## Given instruction:
Transcribe everything in the court opinion from "[ 95 Pa. Commw." down to "reinstatement. We affirm.", keeping each word and mark unchanged.

## Source:
Appeal from the Order of the Workmen's Compensation Appeal Board in the case of Thomas Tanski v. DeBaldo Brothers, Inc., No. A-86500.
Thomas P. Geer, for petitioner.
No appearance for respondent.
Judges Craig and Palladino, and Senior Judge Barbieri, sitting as a panel of three. Opinion by Judge Craig.
[ 95 Pa. Commw. Page 557]
Thomas Tanski appeals from an order of the Workmen's Compensation Appeal Board which affirmed a referee's decision dismissing Tanski's petition for reinstatement. We affirm.
Tanski was employed by DeBaldo Brothers, Inc. from 1969 to 1979 as a heavy equipment operator. From October 6, 1976 to December 20, 1976, Tanski did not work because his physician advised him to avoid any further exposure to work-generated stress and prescribed a major tranquilizer. Thereafter, Tanski filed a claim petition alleging that the stress injury was work-related. After a hearing, a referee found that Tanski's stress injury was work-related and awarded benefits for a period of 10 and 5/7 weeks. The referee's decision was affirmed by the board and this court.*fn1
On November 23, 1981, Tanski filed a petition for reinstatement of the then-expired benefits. After a hearing, a referee found that Tanski failed to prove that the cause of the recurrence was the 1976 injury. The board affirmed and this appeal followed.
Tanski contends that the decision is in error because the referee is precluded by collateral estoppel from rejecting the causative factor that he found in the earlier case.

## Stored records:
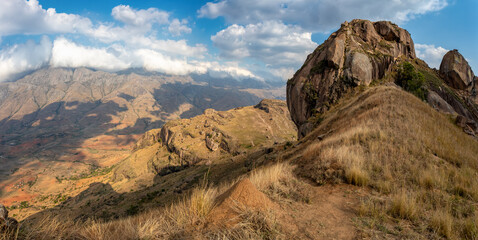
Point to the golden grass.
(186, 219)
(442, 223)
(390, 140)
(404, 206)
(357, 176)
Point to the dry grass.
(390, 140)
(442, 223)
(186, 219)
(404, 206)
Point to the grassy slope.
(420, 167)
(416, 169)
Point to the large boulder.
(8, 225)
(456, 72)
(358, 53)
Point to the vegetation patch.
(411, 80)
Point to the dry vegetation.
(187, 219)
(418, 170)
(422, 168)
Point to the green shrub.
(411, 80)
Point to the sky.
(266, 40)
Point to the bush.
(411, 80)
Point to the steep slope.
(358, 53)
(58, 124)
(166, 162)
(409, 172)
(207, 139)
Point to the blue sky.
(266, 39)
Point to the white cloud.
(271, 42)
(24, 57)
(179, 27)
(28, 17)
(139, 18)
(68, 54)
(430, 54)
(317, 15)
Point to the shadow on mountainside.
(101, 201)
(172, 95)
(54, 131)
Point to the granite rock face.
(456, 71)
(358, 53)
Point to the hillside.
(383, 147)
(426, 188)
(58, 124)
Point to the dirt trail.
(329, 215)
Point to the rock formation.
(456, 72)
(7, 224)
(358, 53)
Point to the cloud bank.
(263, 39)
(318, 15)
(130, 42)
(430, 54)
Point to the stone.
(439, 103)
(456, 71)
(358, 53)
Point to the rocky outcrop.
(8, 225)
(149, 138)
(456, 71)
(439, 103)
(213, 140)
(358, 53)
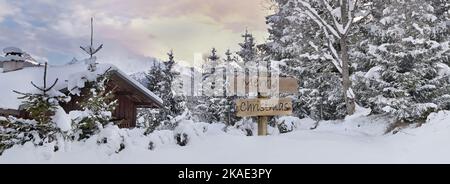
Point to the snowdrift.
(357, 139)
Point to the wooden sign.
(264, 85)
(263, 107)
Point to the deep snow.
(358, 139)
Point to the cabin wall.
(125, 112)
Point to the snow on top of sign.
(72, 77)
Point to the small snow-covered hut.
(16, 74)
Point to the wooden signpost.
(263, 107)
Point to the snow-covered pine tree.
(41, 107)
(302, 49)
(248, 48)
(160, 81)
(97, 109)
(407, 76)
(336, 20)
(174, 104)
(213, 103)
(230, 62)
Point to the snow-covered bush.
(15, 131)
(247, 126)
(113, 138)
(287, 124)
(187, 130)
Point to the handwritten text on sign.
(264, 107)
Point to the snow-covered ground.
(357, 139)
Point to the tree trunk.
(346, 83)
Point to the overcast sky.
(131, 30)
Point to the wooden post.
(263, 121)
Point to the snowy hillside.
(358, 139)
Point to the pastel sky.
(132, 31)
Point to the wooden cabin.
(130, 96)
(129, 93)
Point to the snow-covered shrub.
(187, 130)
(15, 131)
(113, 138)
(159, 138)
(246, 125)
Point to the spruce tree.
(406, 49)
(97, 109)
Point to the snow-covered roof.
(71, 76)
(12, 50)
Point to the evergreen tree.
(212, 103)
(406, 49)
(161, 82)
(302, 49)
(248, 49)
(97, 109)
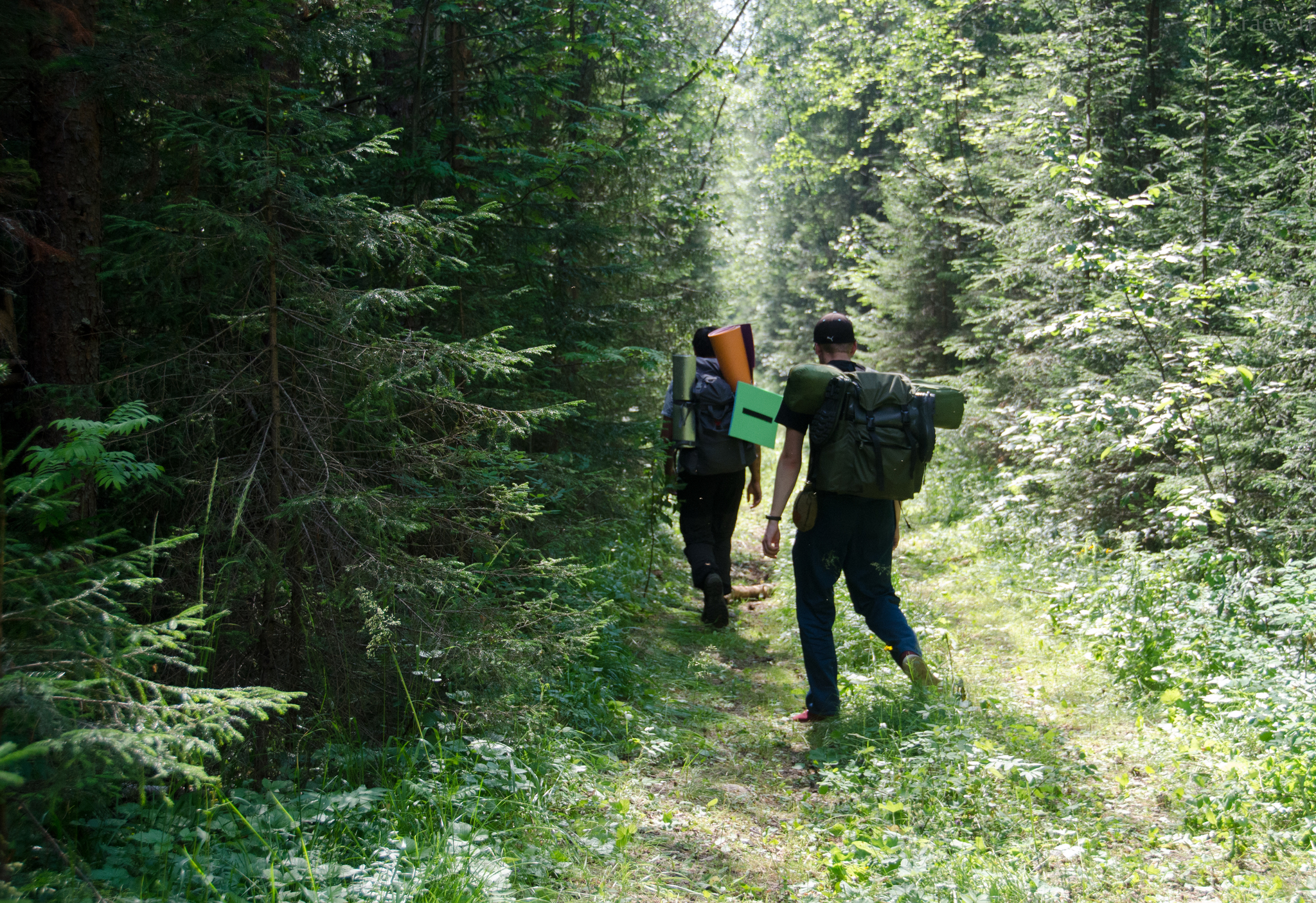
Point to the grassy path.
(1026, 777)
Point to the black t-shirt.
(792, 421)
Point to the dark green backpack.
(871, 434)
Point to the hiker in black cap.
(709, 480)
(852, 535)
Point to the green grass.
(664, 769)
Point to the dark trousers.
(852, 537)
(708, 508)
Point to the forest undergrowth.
(1045, 768)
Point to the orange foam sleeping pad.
(729, 347)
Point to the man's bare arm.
(787, 472)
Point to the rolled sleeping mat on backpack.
(806, 385)
(732, 354)
(682, 408)
(949, 410)
(683, 370)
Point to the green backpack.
(871, 434)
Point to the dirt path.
(1027, 777)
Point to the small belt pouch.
(806, 511)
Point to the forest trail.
(1028, 776)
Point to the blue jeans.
(852, 535)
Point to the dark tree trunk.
(64, 295)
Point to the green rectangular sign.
(754, 416)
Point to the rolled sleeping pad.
(682, 409)
(805, 387)
(682, 376)
(949, 410)
(732, 355)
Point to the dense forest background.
(336, 331)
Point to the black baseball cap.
(833, 329)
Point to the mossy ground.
(1049, 781)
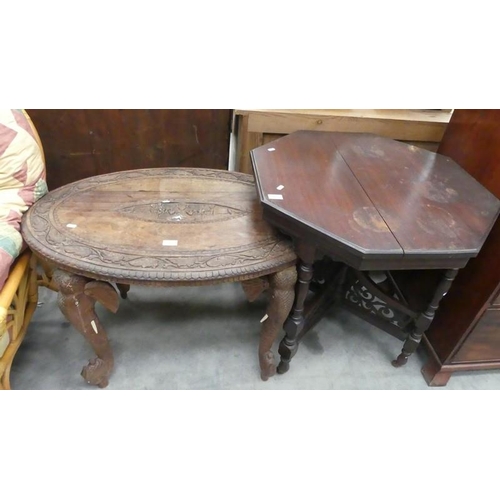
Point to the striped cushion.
(22, 182)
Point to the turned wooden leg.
(282, 292)
(76, 299)
(295, 322)
(124, 289)
(425, 319)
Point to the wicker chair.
(18, 300)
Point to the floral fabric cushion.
(22, 182)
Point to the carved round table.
(159, 227)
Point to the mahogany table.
(158, 227)
(394, 221)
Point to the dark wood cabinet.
(79, 143)
(465, 334)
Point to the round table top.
(176, 225)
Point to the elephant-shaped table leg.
(282, 292)
(77, 298)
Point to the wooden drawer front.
(483, 344)
(496, 301)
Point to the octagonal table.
(378, 209)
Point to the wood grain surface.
(158, 225)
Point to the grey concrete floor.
(207, 338)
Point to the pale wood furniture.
(372, 204)
(159, 227)
(256, 127)
(466, 332)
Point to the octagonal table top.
(370, 199)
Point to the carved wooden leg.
(76, 299)
(124, 289)
(425, 319)
(282, 286)
(295, 322)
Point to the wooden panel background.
(79, 143)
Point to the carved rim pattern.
(234, 264)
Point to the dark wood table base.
(78, 296)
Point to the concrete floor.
(206, 338)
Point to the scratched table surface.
(375, 203)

## Solution to this task:
[ 95 Pa. Commw. Page 557]
Thomas Tanski appeals from an order of the Workmen's Compensation Appeal Board which affirmed a referee's decision dismissing Tanski's petition for reinstatement. We affirm.